- **Trecho para leitura**
────────────────────
Aproveitando das mesmas referências e ensinamentos deixados por mestres do Soul (Marvin Gaye), Jazz (Miles Davis) e da funk music (Sly & The Family Stone), D’Angelo encontra as ferramentas perfeitas para a produção de um disco que soa ao mesmo tempo referencial e inovador, proposta que acaba por definir todas as 13 extensas faixas do volumoso álbum. Ora explorando um resultado introspectivo e que se movimenta de forma hermética, ora esbanjando uma sonoridade mais ampla e que cresce em virtude da vivacidade das letras, o músico faz do álbum um projeto que além de estabelecer limites e métricas próprias, parece preparar o terreno para uma infinidade de discos “inventivos” que ainda estavam por vir.
Com um acabamento perfeito, Voodoo assume exatamente o mesmo percurso iniciado pelo músico cinco anos antes, com o disco Brown Sugar (1995), transformando todas as experiências do passado em um resultado de fato assertivo e com todas as pontas soltas perfeitamente amarradas. Intimista, o álbum traz no sofrimento confessional e no personagem do próprio D’Angelo todos os mecanismos para que ele alcance o resultado que se estabelece ao longo do álbum. Um trabalho que inicialmente suave e diminuto, logo alcança o mesmo desempenho que clássicos como What’s Going On (Marvin Gaye), Maggot Brain (Funkadelic) e Purple Rain (Prince) conseguiram manifestar.
Ao longo de exatos 79 minutos, o produtor permite que dois grupos de composições bem definidas aflorem no interior do álbum. De um lado, apostando em canções mais despojadas e com um pé bem firme no Funk (e até no Afrobeat) estão faixas como Spanish Joint e Chicken Grease, criações que se inspiram abertamente no trabalho de James Brown, nas guitarras rápidas de Sly Stone e em toda uma pluralidade de sons que aproximam D’Angelo do que foi construído ao longo de toda a década de 1970. Porção menor do registro, esse estilo de canção parece servir como respiro ao que define o maior e mais influente “pedaço” do álbum: as composições essencialmente confessionais e melancólicas.
────────────────────
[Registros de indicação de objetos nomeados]
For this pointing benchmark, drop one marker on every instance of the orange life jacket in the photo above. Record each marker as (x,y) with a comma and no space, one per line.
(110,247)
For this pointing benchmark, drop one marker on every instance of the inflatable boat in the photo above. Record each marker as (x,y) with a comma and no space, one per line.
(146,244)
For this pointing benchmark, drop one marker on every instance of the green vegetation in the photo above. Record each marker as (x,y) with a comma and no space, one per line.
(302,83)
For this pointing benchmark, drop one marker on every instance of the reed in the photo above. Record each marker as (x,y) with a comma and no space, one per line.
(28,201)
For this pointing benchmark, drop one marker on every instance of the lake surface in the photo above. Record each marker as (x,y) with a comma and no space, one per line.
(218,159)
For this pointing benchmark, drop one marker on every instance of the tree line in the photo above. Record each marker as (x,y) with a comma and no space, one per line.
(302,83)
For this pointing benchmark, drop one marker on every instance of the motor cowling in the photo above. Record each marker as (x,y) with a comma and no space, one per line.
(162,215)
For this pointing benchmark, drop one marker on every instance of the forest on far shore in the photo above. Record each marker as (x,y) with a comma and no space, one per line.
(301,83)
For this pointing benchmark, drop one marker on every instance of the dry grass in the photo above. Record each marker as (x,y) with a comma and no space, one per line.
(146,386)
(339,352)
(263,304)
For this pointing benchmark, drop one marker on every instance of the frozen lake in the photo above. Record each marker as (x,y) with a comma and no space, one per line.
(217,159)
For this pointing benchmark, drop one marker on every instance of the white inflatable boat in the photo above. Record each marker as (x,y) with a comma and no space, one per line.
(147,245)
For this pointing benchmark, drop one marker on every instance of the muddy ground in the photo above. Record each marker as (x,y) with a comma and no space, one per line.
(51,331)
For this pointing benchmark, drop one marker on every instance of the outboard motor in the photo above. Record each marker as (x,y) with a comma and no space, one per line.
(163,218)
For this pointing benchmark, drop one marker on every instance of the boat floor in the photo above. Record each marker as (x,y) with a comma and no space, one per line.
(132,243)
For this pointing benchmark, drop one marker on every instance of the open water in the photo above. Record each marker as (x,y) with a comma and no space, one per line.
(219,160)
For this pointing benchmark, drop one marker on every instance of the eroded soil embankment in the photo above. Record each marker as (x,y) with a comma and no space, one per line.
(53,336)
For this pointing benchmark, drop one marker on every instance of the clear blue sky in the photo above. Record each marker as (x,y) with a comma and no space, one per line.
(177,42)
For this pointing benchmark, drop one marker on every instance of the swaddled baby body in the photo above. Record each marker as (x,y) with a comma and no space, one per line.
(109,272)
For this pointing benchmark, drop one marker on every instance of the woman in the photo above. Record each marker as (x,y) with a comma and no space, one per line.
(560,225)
────────────────────
- **Instruções**
1/ Resuma em duas frases o trecho sobre Voodoo.
2/ Reescreva o trecho sobre Voodoo de "Com um acabamento" a "(Prince) conseguiram manifestar.", trocando "Voodoo" por "o disco".
3/ Segundo o trecho sobre Voodoo, qual é a duração do álbum?

- **Respostas finais**
1/ Em Voodoo, D'Angelo parte de referências do soul, do jazz e do funk para criar um disco ao mesmo tempo referencial e inovador, seguindo o percurso iniciado cinco anos antes com Brown Sugar (1995). Intimista e confessional, o álbum alcança o mesmo desempenho de clássicos como What's Going On, Maggot Brain e Purple Rain.

2/
Com um acabamento perfeito, o disco assume exatamente o mesmo percurso iniciado pelo músico cinco anos antes, com o disco Brown Sugar (1995), transformando todas as experiências do passado em um resultado de fato assertivo e com todas as pontas soltas perfeitamente amarradas. Intimista, o álbum traz no sofrimento confessional e no personagem do próprio D’Angelo todos os mecanismos para que ele alcance o resultado que se estabelece ao longo do álbum. Um trabalho que inicialmente suave e diminuto, logo alcança o mesmo desempenho que clássicos como What’s Going On (Marvin Gaye), Maggot Brain (Funkadelic) e Purple Rain (Prince) conseguiram manifestar.

3/ Exatos 79 minutos.